▸ **EXERCICE PROPOSÉ**
Extrayez tel quel du texte sur la 5G le passage qui débute aux mots « Pour que la » et se termine après « milieux économiques ? ».

Pour que la 5G soit vraiment efficace en termes de réduction du délai de transmission des informations, il faut être sûr que la priorité marquée au départ soit traitée exactement de la même manière d'un réseau à un autre. Sinon, il se peut très bien que certains réseaux par lesquels circule l'information, considérée très urgente au départ ne soit pas traitée en priorité. Elle serait analysée comme une information normale, ce qui établirait de nouveau un délai qui peut être insupportable.

A quoi était dû l'emballement général, au démarrage de la 5G, dans les médias et dans les milieux économiques ?

Le problème est que le tissu économique s’est interrogé sur qui avait le plus besoin de la 5G. Et il se trouve que ce ne sont pas les industriels. Tout simplement parce qu’ils s'échangent des informations qui ne sont pas forcément prioritaires, et pour lesquelles le délai de transmission n'a guère d'importance. Passer d'un délai initial de 10 secondes par exemple, à 9,5 secondes n’intéresse pas les industriels. L'essentiel pour eux est que leur information soit transmise de la meilleure des manières, de l'origine à la destination, avec un maximum, non pas de rapidité, mais de sécurité.

▸ **MATÉRIEL RECUEILLI**
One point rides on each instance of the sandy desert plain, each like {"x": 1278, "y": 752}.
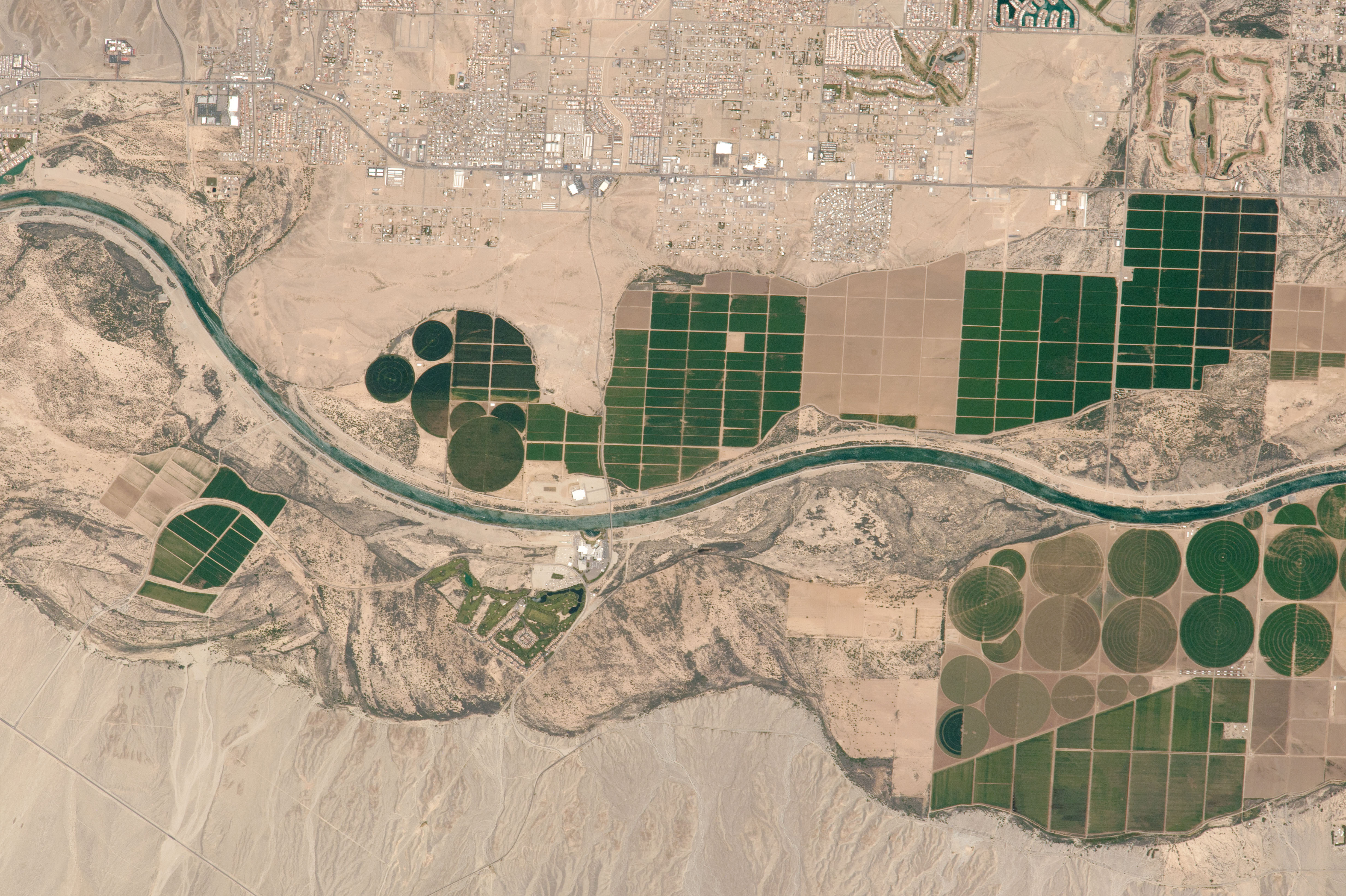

▸ **CORRIGÉ DE L'EXERCICE**
Pour que la 5G soit vraiment efficace en termes de réduction du délai de transmission des informations, il faut être sûr que la priorité marquée au départ soit traitée exactement de la même manière d'un réseau à un autre. Sinon, il se peut très bien que certains réseaux par lesquels circule l'information, considérée très urgente au départ ne soit pas traitée en priorité. Elle serait analysée comme une information normale, ce qui établirait de nouveau un délai qui peut être insupportable.

A quoi était dû l'emballement général, au démarrage de la 5G, dans les médias et dans les milieux économiques ?